REQUIREMENT: Set down the entries that follow exactly as written, leaving out any images.
[[ EXERCISE INPUTS open ]]
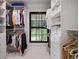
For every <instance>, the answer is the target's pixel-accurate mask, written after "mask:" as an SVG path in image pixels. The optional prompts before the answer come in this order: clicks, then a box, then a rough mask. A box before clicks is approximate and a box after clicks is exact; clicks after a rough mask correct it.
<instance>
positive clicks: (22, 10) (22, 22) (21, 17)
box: [20, 10, 24, 25]
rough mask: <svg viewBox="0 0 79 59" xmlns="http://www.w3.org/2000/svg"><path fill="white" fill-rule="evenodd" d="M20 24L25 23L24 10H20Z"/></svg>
mask: <svg viewBox="0 0 79 59" xmlns="http://www.w3.org/2000/svg"><path fill="white" fill-rule="evenodd" d="M20 25H24V15H23V10H20Z"/></svg>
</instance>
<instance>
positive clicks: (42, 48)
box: [6, 43, 50, 59]
mask: <svg viewBox="0 0 79 59" xmlns="http://www.w3.org/2000/svg"><path fill="white" fill-rule="evenodd" d="M6 59H50V55H49V52H48V51H47V45H46V44H40V43H38V44H31V45H30V47H29V48H28V49H27V50H26V51H25V53H24V55H23V56H21V54H19V53H9V54H7V56H6Z"/></svg>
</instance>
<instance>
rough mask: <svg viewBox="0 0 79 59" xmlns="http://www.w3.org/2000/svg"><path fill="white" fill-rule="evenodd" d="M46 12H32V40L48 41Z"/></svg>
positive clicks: (30, 19) (45, 41)
mask: <svg viewBox="0 0 79 59" xmlns="http://www.w3.org/2000/svg"><path fill="white" fill-rule="evenodd" d="M45 16H46V12H30V42H34V43H35V42H38V43H42V42H48V39H47V24H46V19H45Z"/></svg>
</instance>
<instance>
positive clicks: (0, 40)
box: [0, 0, 6, 59]
mask: <svg viewBox="0 0 79 59" xmlns="http://www.w3.org/2000/svg"><path fill="white" fill-rule="evenodd" d="M0 59H6V1H5V0H0Z"/></svg>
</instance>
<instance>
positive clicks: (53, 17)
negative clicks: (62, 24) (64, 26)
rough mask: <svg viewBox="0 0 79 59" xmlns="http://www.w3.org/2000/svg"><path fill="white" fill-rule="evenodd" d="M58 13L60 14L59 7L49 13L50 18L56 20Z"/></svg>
mask: <svg viewBox="0 0 79 59" xmlns="http://www.w3.org/2000/svg"><path fill="white" fill-rule="evenodd" d="M60 12H61V6H59V7H58V9H57V10H55V11H52V12H51V17H52V18H56V17H58V16H60Z"/></svg>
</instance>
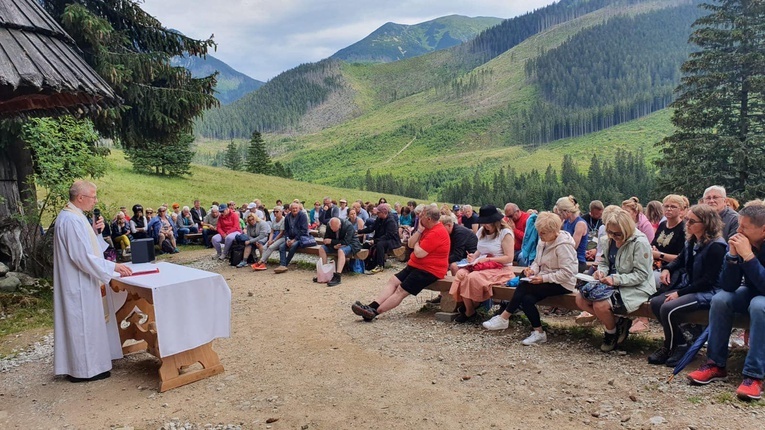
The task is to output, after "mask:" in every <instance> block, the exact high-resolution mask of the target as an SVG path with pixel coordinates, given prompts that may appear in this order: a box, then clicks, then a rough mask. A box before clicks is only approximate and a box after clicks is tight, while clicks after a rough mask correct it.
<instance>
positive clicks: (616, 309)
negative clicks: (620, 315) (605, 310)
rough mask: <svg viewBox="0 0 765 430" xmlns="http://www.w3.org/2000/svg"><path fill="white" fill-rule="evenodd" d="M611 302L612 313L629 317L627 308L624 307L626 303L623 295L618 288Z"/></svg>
mask: <svg viewBox="0 0 765 430" xmlns="http://www.w3.org/2000/svg"><path fill="white" fill-rule="evenodd" d="M608 300H610V301H611V311H612V312H613V313H614V314H616V315H627V314H628V313H629V312H627V308H625V307H624V301H623V300H622V294H621V293H620V292H619V289H618V288H617V289H616V291H614V293H613V294H612V295H611V297H609V299H608Z"/></svg>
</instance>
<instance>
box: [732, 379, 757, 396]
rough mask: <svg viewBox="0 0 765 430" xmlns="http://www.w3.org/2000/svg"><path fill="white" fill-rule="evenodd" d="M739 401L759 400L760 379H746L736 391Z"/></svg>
mask: <svg viewBox="0 0 765 430" xmlns="http://www.w3.org/2000/svg"><path fill="white" fill-rule="evenodd" d="M736 396H738V398H739V399H741V400H760V398H761V397H762V379H754V378H746V379H744V382H742V383H741V385H739V386H738V389H737V390H736Z"/></svg>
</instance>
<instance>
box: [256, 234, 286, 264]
mask: <svg viewBox="0 0 765 430" xmlns="http://www.w3.org/2000/svg"><path fill="white" fill-rule="evenodd" d="M266 243H268V241H266ZM282 244H284V238H283V237H280V238H279V239H277V240H276V241H275V242H274V243H272V244H271V246H267V247H265V248H264V249H263V255H261V256H260V262H261V263H267V262H268V257H270V256H271V254H272V253H273V252H274V251H276V250H277V249H279V248H281V246H282ZM263 245H265V243H264V244H263Z"/></svg>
[[ EXERCISE INPUTS closed ]]
WRITTEN SOLUTION:
For every <instance>, the answer is the target's pixel-accurate mask, written after "mask:" as an SVG path in image pixels. The optional prompts before the answer come in this order: clicks, then a box, then a rough mask. A box before clicks is approximate and a box after clicks is exact; clicks after a rough mask correct it.
<instance>
positive clicks: (22, 10) (22, 22) (21, 17)
box: [20, 10, 24, 25]
rough mask: <svg viewBox="0 0 79 59" xmlns="http://www.w3.org/2000/svg"><path fill="white" fill-rule="evenodd" d="M20 24L25 23L24 10H20Z"/></svg>
mask: <svg viewBox="0 0 79 59" xmlns="http://www.w3.org/2000/svg"><path fill="white" fill-rule="evenodd" d="M20 25H24V15H23V10H20Z"/></svg>
</instance>
<instance>
positive clicks: (42, 48)
box: [6, 43, 50, 59]
mask: <svg viewBox="0 0 79 59" xmlns="http://www.w3.org/2000/svg"><path fill="white" fill-rule="evenodd" d="M6 59H50V55H49V52H48V51H47V45H46V44H40V43H38V44H31V45H30V47H29V48H28V49H27V50H26V51H25V53H24V55H23V56H21V54H19V53H9V54H7V56H6Z"/></svg>
</instance>
<instance>
rough mask: <svg viewBox="0 0 79 59" xmlns="http://www.w3.org/2000/svg"><path fill="white" fill-rule="evenodd" d="M46 12H32V40L48 41Z"/></svg>
positive clicks: (30, 19) (45, 41)
mask: <svg viewBox="0 0 79 59" xmlns="http://www.w3.org/2000/svg"><path fill="white" fill-rule="evenodd" d="M45 16H46V12H30V42H34V43H35V42H38V43H42V42H48V39H47V24H46V19H45Z"/></svg>
</instance>
<instance>
positive clicks: (0, 40)
box: [0, 0, 6, 59]
mask: <svg viewBox="0 0 79 59" xmlns="http://www.w3.org/2000/svg"><path fill="white" fill-rule="evenodd" d="M0 59H6V1H5V0H0Z"/></svg>
</instance>
<instance>
positive clicks: (53, 17)
negative clicks: (62, 24) (64, 26)
rough mask: <svg viewBox="0 0 79 59" xmlns="http://www.w3.org/2000/svg"><path fill="white" fill-rule="evenodd" d="M58 13L60 14L59 7L49 13L50 18L56 20Z"/></svg>
mask: <svg viewBox="0 0 79 59" xmlns="http://www.w3.org/2000/svg"><path fill="white" fill-rule="evenodd" d="M60 12H61V6H59V7H58V9H57V10H55V11H52V12H51V17H52V18H56V17H58V16H60Z"/></svg>
</instance>
The task is to output, after "mask:" in every <instance> block, the exact high-resolution mask of the target as an SVG path with pixel coordinates, given prompts that may appear in this order: a box, then clicks, then a rough mask. A box before clicks is only approximate and a box after clicks is tight, while clicks after a rough mask correct it.
<instance>
positive clicks: (616, 309)
negative clicks: (620, 315) (605, 310)
rough mask: <svg viewBox="0 0 765 430" xmlns="http://www.w3.org/2000/svg"><path fill="white" fill-rule="evenodd" d="M611 302L612 313L629 317L627 308L624 307L626 303L623 295L618 288Z"/></svg>
mask: <svg viewBox="0 0 765 430" xmlns="http://www.w3.org/2000/svg"><path fill="white" fill-rule="evenodd" d="M608 300H610V301H611V311H612V312H613V313H614V314H616V315H627V314H628V313H629V312H627V308H625V307H624V301H623V300H622V294H621V293H620V292H619V289H618V288H617V289H616V291H614V293H613V294H612V295H611V297H609V299H608Z"/></svg>
</instance>
<instance>
box: [732, 379, 757, 396]
rough mask: <svg viewBox="0 0 765 430" xmlns="http://www.w3.org/2000/svg"><path fill="white" fill-rule="evenodd" d="M739 401L759 400L760 379H746L736 391Z"/></svg>
mask: <svg viewBox="0 0 765 430" xmlns="http://www.w3.org/2000/svg"><path fill="white" fill-rule="evenodd" d="M736 396H738V398H739V399H741V400H760V398H761V397H762V379H754V378H746V379H744V382H742V383H741V385H739V386H738V389H737V390H736Z"/></svg>
</instance>
<instance>
box: [256, 234, 286, 264]
mask: <svg viewBox="0 0 765 430" xmlns="http://www.w3.org/2000/svg"><path fill="white" fill-rule="evenodd" d="M266 243H268V241H266ZM282 244H284V238H283V237H280V238H279V239H277V240H276V241H275V242H274V243H272V244H271V246H267V247H265V248H264V249H263V255H261V256H260V262H261V263H267V262H268V257H270V256H271V254H272V253H273V252H274V251H276V250H277V249H279V248H281V246H282ZM263 245H265V243H264V244H263Z"/></svg>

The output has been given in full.